Material for this task ->
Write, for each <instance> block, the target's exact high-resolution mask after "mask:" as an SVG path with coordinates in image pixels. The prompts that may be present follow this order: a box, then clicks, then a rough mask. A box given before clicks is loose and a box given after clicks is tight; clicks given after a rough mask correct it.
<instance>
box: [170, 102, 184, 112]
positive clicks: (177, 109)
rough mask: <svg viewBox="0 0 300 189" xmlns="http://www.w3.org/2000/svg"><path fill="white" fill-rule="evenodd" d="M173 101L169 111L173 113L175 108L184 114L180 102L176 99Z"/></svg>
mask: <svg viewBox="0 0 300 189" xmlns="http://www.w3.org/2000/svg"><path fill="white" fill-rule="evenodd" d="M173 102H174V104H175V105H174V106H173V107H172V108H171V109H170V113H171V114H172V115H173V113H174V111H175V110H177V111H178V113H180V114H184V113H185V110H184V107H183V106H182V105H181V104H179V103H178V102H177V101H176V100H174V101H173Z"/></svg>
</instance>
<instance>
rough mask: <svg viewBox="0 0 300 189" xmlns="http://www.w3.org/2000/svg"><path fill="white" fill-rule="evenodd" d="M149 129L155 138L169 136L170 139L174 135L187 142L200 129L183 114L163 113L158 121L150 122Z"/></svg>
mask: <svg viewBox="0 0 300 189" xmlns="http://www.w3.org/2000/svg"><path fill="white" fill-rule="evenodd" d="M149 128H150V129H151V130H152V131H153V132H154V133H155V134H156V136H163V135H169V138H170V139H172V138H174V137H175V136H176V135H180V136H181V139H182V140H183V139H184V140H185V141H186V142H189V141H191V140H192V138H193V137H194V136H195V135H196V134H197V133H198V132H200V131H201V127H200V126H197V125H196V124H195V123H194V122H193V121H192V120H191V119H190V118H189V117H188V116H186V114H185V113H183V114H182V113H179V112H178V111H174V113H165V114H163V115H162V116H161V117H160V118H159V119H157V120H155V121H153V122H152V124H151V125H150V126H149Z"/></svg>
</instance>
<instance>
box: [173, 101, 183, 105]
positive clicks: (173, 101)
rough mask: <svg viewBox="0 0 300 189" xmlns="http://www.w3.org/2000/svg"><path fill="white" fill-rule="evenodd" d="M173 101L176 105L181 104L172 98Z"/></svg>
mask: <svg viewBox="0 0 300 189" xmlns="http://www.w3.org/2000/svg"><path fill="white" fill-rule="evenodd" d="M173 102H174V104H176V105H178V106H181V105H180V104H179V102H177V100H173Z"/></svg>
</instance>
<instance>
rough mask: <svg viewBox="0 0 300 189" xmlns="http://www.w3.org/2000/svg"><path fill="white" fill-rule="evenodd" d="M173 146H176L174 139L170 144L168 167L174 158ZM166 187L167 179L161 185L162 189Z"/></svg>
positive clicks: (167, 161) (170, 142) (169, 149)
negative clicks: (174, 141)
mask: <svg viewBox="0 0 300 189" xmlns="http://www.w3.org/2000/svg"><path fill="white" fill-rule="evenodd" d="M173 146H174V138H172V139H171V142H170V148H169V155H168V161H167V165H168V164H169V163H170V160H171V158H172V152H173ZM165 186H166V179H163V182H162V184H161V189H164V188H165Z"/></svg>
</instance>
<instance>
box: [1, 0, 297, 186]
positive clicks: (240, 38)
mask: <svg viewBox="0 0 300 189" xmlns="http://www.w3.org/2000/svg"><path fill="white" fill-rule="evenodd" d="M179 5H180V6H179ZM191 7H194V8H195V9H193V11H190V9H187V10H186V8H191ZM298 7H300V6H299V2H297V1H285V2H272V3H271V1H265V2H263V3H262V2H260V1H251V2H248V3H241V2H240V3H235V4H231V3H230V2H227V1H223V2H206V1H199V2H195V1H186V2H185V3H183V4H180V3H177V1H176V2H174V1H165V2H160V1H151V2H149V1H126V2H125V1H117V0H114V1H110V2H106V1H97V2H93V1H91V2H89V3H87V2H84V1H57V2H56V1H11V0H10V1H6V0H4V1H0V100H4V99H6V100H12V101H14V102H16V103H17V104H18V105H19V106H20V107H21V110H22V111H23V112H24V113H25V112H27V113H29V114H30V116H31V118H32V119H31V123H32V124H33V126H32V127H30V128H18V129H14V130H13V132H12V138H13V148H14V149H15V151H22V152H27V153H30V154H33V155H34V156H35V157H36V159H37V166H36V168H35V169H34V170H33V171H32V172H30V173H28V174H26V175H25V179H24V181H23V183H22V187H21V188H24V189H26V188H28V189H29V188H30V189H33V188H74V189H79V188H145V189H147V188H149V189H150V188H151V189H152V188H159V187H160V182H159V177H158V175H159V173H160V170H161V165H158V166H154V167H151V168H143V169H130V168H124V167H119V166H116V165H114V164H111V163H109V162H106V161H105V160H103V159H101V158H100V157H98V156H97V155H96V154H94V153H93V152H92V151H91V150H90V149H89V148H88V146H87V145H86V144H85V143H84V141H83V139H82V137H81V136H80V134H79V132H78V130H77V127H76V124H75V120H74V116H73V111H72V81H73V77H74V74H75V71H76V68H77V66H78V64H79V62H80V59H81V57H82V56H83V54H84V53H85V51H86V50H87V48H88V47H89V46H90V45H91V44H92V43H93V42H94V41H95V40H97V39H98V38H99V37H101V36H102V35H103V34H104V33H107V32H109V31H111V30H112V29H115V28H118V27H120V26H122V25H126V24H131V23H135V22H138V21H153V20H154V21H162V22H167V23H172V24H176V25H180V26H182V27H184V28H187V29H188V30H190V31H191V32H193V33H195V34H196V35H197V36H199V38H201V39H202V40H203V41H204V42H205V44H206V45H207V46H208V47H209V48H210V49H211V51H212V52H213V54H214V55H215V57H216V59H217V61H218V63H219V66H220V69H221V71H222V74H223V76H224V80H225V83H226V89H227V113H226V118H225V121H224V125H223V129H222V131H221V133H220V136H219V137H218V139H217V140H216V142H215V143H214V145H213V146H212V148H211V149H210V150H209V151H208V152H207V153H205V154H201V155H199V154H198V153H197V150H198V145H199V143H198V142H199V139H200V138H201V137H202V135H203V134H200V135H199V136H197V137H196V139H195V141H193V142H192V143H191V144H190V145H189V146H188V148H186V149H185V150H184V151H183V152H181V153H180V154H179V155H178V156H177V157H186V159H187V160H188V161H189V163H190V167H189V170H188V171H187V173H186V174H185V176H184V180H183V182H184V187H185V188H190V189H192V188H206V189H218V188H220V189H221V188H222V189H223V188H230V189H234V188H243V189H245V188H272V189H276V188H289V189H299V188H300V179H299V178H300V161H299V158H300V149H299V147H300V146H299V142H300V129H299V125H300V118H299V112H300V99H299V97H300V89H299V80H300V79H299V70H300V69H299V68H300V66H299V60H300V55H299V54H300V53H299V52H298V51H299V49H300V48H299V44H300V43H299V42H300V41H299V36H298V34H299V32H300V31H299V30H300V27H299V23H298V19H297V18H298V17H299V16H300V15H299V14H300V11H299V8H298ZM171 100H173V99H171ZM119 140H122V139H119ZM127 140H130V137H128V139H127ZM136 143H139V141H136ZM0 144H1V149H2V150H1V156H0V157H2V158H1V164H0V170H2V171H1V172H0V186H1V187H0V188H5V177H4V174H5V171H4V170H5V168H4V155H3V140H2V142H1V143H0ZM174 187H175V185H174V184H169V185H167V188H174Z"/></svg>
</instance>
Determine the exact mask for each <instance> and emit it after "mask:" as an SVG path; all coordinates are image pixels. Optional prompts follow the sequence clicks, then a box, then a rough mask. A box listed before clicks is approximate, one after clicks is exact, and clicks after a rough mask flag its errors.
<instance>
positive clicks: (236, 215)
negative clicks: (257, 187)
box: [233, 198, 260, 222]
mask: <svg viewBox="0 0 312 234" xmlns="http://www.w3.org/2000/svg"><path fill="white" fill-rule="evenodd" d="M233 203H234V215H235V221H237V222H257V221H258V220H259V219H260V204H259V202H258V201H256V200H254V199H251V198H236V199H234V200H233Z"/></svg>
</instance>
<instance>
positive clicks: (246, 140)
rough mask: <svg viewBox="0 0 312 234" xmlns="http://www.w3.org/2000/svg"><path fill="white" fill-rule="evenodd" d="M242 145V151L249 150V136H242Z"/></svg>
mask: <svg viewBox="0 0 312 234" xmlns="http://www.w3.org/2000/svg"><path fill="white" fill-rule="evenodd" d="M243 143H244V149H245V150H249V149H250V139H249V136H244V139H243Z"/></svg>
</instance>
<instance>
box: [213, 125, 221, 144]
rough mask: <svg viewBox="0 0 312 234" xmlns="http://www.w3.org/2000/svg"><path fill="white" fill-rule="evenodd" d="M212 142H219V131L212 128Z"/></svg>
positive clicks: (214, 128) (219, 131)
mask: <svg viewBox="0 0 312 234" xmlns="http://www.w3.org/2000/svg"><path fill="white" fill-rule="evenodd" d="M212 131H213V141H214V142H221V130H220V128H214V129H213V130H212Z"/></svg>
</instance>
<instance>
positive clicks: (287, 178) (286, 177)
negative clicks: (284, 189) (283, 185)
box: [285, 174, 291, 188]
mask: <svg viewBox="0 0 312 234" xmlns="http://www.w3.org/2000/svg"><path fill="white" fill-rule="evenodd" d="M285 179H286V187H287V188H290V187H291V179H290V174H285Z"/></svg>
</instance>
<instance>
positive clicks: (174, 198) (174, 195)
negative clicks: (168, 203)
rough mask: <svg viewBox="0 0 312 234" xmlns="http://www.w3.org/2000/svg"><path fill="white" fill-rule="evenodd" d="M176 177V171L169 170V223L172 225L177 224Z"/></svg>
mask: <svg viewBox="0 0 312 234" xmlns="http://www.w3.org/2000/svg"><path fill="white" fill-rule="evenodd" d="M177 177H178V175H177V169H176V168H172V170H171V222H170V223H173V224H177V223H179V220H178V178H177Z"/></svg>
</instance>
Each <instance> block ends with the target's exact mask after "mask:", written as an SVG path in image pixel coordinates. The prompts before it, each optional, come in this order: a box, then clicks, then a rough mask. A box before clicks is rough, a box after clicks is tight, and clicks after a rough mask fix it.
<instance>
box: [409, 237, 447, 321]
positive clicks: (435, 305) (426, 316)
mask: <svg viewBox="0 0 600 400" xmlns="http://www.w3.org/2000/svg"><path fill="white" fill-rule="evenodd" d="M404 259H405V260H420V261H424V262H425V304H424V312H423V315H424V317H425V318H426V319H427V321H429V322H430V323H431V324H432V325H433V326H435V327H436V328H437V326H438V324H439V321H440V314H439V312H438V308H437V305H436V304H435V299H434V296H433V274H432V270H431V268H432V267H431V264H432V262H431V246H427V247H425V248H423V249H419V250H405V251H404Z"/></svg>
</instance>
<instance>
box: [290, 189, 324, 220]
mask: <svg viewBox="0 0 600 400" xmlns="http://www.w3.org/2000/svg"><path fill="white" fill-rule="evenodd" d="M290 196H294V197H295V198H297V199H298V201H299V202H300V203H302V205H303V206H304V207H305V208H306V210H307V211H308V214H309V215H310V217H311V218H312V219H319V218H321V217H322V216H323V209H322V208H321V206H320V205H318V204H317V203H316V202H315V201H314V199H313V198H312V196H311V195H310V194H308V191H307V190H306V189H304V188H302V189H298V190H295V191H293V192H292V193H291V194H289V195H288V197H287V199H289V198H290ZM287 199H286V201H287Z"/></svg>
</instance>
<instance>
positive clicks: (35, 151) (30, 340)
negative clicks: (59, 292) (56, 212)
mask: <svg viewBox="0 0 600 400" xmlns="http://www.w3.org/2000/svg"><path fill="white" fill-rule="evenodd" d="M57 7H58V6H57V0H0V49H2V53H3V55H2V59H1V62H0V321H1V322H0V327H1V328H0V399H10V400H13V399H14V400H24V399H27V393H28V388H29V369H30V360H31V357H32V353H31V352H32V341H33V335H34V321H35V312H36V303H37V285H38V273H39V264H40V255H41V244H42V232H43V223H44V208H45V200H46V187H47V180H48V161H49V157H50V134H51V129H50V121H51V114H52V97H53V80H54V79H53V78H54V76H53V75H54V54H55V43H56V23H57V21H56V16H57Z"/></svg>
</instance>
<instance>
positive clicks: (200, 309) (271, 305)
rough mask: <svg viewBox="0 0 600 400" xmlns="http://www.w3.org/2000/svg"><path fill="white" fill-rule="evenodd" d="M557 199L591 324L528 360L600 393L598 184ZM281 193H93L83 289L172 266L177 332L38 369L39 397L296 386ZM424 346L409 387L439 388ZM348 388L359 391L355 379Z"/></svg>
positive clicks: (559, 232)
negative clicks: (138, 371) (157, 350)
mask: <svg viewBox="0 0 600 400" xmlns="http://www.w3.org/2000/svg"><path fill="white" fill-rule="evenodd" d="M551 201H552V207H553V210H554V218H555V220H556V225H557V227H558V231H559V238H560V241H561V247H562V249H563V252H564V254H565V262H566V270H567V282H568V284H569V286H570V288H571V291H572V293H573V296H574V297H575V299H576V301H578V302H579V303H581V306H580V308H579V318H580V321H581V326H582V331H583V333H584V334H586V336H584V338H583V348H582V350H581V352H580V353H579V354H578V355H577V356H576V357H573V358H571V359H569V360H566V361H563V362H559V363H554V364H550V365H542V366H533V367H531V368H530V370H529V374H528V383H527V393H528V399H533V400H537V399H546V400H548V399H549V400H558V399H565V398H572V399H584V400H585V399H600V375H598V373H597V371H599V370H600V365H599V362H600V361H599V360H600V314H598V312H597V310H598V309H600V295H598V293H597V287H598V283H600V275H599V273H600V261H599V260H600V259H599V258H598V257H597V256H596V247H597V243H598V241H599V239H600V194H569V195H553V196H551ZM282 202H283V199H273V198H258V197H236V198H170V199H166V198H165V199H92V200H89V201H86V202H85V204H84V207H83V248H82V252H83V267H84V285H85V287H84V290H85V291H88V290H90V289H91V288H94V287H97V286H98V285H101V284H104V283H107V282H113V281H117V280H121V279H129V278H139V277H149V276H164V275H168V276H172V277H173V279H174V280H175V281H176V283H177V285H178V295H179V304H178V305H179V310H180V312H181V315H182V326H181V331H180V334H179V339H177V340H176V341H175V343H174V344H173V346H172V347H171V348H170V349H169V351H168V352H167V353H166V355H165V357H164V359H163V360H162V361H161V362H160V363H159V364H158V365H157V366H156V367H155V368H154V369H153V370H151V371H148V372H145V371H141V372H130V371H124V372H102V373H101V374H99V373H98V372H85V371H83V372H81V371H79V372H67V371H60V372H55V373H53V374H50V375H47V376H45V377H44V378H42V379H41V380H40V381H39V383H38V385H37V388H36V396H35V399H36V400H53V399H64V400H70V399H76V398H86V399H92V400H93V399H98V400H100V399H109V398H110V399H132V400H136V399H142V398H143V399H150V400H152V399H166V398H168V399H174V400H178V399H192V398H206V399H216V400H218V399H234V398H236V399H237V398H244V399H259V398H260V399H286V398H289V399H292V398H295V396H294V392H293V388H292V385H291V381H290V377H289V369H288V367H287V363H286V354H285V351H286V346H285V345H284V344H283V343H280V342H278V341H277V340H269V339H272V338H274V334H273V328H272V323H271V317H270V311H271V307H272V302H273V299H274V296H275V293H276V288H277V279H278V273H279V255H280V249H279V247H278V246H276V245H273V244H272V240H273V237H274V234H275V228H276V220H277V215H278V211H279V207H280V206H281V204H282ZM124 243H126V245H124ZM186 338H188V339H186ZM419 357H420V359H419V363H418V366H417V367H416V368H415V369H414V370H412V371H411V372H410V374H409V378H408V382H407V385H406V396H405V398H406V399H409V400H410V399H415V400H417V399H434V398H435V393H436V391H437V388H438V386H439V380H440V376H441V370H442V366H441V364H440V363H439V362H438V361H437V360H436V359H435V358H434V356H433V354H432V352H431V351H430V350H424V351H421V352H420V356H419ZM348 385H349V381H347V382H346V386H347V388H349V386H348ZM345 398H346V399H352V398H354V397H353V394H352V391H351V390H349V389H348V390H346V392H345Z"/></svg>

Job ->
Rewrite the stretch from the start of the records through the line containing "positive clicks: (177, 109)", substituting "full-resolution" for "high-resolution" and leaving everything else unchanged.

Answer space ->
Write, for each <instance> block, the target's exact full-resolution mask after "mask:" as an SVG path with coordinates in image pixels. The prompts that may be present follow this order: a box, then clicks, then a rough mask. A box given before clicks is loose and a box given after clicks is tight; clicks given after a rough mask correct it.
<instance>
box: [170, 102, 184, 112]
positive clicks: (177, 109)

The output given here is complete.